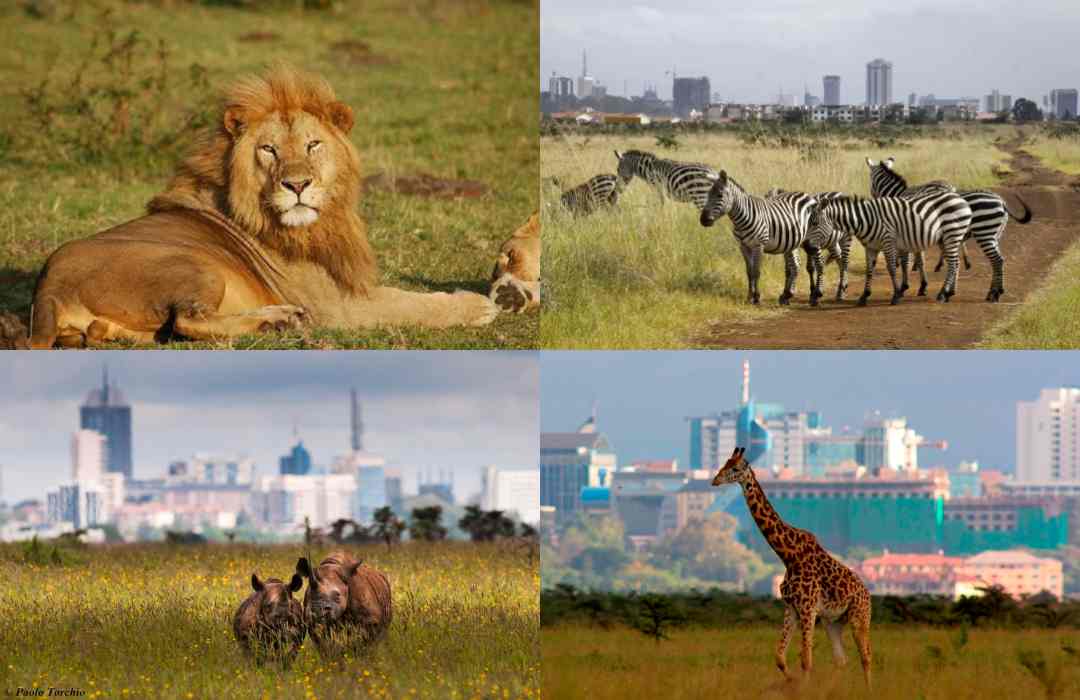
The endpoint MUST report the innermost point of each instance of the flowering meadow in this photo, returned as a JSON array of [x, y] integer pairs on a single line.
[[156, 620]]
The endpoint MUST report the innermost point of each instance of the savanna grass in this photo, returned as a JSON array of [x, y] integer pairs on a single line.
[[909, 663], [648, 276], [442, 88], [156, 620]]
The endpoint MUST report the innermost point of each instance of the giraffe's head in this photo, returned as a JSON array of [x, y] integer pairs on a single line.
[[736, 470]]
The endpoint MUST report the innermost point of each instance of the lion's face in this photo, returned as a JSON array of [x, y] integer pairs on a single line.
[[294, 165]]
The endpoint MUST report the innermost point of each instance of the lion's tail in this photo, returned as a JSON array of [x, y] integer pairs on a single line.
[[42, 318]]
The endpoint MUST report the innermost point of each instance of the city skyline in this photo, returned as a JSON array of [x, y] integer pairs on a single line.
[[744, 61], [474, 408], [645, 398]]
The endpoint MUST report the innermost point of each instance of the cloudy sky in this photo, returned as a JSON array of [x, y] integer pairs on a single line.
[[422, 411], [963, 396], [752, 50]]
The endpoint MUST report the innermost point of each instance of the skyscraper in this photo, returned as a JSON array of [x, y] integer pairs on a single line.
[[89, 454], [690, 94], [356, 422], [1048, 432], [832, 90], [879, 82], [106, 412]]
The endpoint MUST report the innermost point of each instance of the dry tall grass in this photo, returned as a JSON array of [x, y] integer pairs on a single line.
[[909, 663], [647, 276]]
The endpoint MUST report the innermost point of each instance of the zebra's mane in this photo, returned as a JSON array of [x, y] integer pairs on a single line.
[[896, 177]]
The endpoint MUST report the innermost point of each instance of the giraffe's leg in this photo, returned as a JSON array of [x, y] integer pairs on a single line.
[[785, 637], [861, 630], [835, 630], [807, 618]]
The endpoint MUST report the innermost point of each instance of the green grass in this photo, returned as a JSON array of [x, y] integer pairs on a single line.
[[1057, 153], [644, 276], [450, 93], [153, 620], [589, 662], [1050, 319]]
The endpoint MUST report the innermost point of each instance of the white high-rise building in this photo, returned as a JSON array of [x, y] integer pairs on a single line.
[[1048, 430], [285, 500], [88, 455], [513, 492], [879, 82]]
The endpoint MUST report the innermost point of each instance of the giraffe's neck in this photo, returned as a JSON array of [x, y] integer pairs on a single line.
[[781, 537]]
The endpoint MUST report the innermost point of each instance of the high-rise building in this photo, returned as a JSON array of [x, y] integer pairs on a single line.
[[1063, 104], [297, 461], [570, 462], [561, 88], [773, 438], [512, 490], [832, 90], [879, 82], [88, 455], [996, 102], [106, 412], [690, 94], [585, 82], [1048, 436]]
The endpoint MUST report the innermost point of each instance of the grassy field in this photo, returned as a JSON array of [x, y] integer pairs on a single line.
[[1049, 320], [909, 663], [139, 621], [444, 88], [645, 276], [1058, 153]]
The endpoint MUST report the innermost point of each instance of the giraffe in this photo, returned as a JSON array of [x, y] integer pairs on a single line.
[[814, 586]]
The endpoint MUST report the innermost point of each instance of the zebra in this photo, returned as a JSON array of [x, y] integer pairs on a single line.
[[896, 225], [777, 226], [989, 215], [599, 190], [838, 246], [682, 182]]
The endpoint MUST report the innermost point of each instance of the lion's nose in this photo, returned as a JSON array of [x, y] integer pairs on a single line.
[[296, 185]]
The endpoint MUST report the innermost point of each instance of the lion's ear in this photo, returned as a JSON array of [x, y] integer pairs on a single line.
[[341, 117], [234, 121]]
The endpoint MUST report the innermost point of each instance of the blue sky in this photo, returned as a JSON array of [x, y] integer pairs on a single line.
[[752, 50], [968, 398], [450, 411]]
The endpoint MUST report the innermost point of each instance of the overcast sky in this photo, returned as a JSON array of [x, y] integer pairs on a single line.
[[752, 50], [964, 396], [422, 411]]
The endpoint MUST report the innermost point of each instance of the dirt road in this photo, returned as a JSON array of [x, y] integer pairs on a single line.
[[921, 322]]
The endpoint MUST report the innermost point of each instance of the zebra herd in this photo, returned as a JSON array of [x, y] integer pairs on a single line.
[[896, 220]]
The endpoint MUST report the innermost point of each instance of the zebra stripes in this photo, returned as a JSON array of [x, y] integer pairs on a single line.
[[682, 182], [777, 226], [988, 220], [896, 225], [599, 190]]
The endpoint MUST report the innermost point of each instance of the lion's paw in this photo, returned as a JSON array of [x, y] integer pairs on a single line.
[[280, 318], [476, 309], [510, 294]]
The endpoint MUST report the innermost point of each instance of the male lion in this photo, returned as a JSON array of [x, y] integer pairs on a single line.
[[258, 230], [515, 281]]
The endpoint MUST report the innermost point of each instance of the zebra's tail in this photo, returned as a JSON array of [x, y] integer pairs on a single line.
[[1027, 212]]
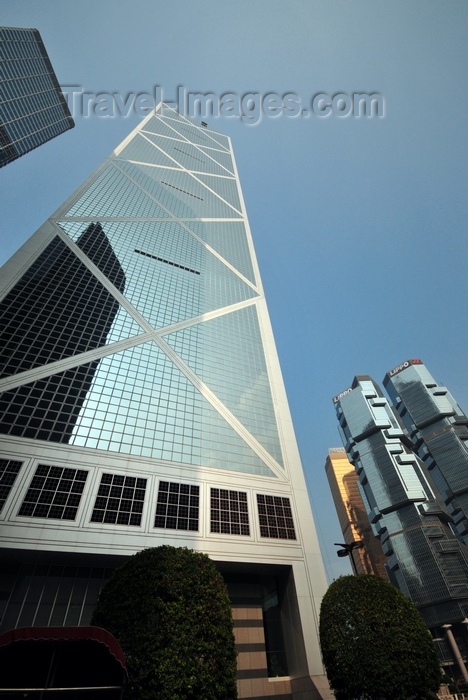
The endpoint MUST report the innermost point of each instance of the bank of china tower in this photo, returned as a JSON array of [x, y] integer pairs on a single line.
[[142, 404]]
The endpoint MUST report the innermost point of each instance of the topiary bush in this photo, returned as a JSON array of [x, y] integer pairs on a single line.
[[375, 644], [169, 609]]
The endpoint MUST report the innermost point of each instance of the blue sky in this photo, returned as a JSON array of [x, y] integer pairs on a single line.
[[359, 223]]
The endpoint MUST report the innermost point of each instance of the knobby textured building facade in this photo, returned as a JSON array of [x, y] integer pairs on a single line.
[[32, 107], [143, 404], [438, 428], [424, 558], [352, 515]]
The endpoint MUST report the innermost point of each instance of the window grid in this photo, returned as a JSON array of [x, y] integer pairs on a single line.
[[178, 506], [9, 470], [54, 492], [275, 516], [120, 500], [229, 512]]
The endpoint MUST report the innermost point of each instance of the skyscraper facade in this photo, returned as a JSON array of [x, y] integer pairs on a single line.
[[424, 558], [32, 108], [352, 515], [439, 431], [144, 405]]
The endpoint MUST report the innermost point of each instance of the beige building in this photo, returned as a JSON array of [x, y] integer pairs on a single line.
[[351, 511]]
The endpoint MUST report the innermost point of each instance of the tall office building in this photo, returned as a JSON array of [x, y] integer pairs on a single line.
[[439, 431], [352, 515], [425, 560], [144, 405], [32, 108]]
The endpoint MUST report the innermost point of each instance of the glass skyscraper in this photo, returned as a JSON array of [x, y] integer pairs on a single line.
[[439, 431], [143, 404], [32, 108], [424, 558], [352, 515]]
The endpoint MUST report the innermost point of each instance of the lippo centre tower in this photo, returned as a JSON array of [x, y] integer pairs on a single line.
[[143, 404]]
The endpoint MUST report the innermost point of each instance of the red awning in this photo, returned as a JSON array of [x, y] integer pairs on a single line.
[[96, 634]]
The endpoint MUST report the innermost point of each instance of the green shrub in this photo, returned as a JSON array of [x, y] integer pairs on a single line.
[[374, 642], [169, 609]]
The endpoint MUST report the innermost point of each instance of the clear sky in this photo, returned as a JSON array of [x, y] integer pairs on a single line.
[[360, 224]]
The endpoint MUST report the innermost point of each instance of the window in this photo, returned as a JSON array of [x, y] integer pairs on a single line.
[[178, 506], [54, 492], [120, 500], [9, 470], [275, 517], [229, 512]]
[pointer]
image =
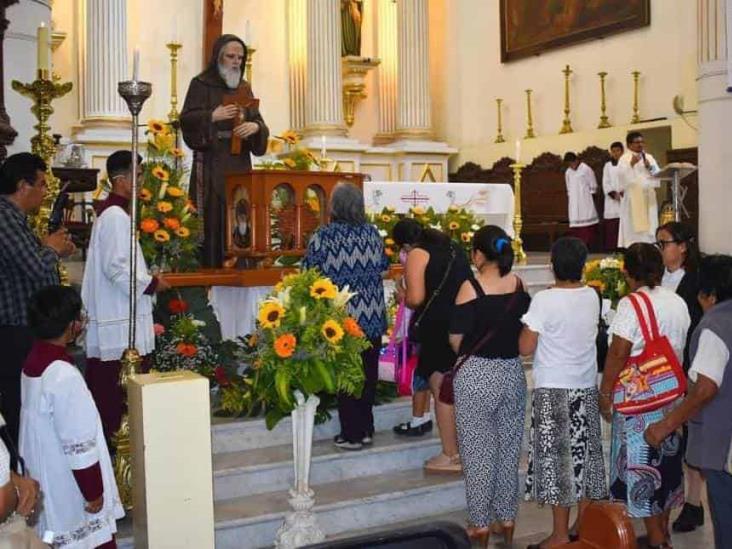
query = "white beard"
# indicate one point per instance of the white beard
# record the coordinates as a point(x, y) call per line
point(232, 77)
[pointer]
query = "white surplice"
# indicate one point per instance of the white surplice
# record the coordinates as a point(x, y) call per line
point(60, 431)
point(610, 184)
point(105, 289)
point(581, 185)
point(638, 185)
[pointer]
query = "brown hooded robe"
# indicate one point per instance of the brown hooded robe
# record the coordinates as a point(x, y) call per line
point(211, 143)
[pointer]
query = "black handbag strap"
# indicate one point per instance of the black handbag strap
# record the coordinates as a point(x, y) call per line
point(491, 330)
point(439, 288)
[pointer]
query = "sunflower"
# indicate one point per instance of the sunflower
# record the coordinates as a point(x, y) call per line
point(149, 225)
point(352, 327)
point(164, 206)
point(285, 345)
point(332, 331)
point(157, 126)
point(161, 235)
point(270, 314)
point(160, 173)
point(175, 192)
point(323, 288)
point(172, 223)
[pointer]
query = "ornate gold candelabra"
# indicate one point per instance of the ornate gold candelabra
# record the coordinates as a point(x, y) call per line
point(174, 47)
point(518, 223)
point(42, 91)
point(566, 123)
point(499, 135)
point(636, 114)
point(604, 120)
point(529, 118)
point(248, 67)
point(135, 94)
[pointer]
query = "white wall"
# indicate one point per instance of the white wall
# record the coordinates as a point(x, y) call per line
point(470, 75)
point(20, 50)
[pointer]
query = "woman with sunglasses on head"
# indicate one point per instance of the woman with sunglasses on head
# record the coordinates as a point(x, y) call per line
point(681, 261)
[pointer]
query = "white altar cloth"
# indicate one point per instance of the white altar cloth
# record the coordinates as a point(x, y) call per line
point(491, 202)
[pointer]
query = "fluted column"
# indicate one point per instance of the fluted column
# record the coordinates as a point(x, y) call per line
point(297, 50)
point(715, 119)
point(414, 119)
point(104, 61)
point(324, 100)
point(386, 74)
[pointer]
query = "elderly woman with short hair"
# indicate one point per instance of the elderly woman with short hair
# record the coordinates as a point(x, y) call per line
point(349, 251)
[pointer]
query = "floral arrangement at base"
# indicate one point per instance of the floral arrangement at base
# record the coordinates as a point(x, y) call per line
point(607, 276)
point(305, 340)
point(459, 223)
point(295, 158)
point(169, 225)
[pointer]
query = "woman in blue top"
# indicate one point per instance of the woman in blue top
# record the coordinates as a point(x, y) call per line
point(349, 251)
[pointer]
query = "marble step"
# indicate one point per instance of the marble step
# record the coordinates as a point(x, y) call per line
point(344, 506)
point(248, 434)
point(270, 469)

────────────────────────────────────────

* _Task brief_
Find every line in the records above that holds the word "handbag", and copy each one.

* _Task result_
query = "black handbag strap"
# indicate one point per instance of the black handbag strap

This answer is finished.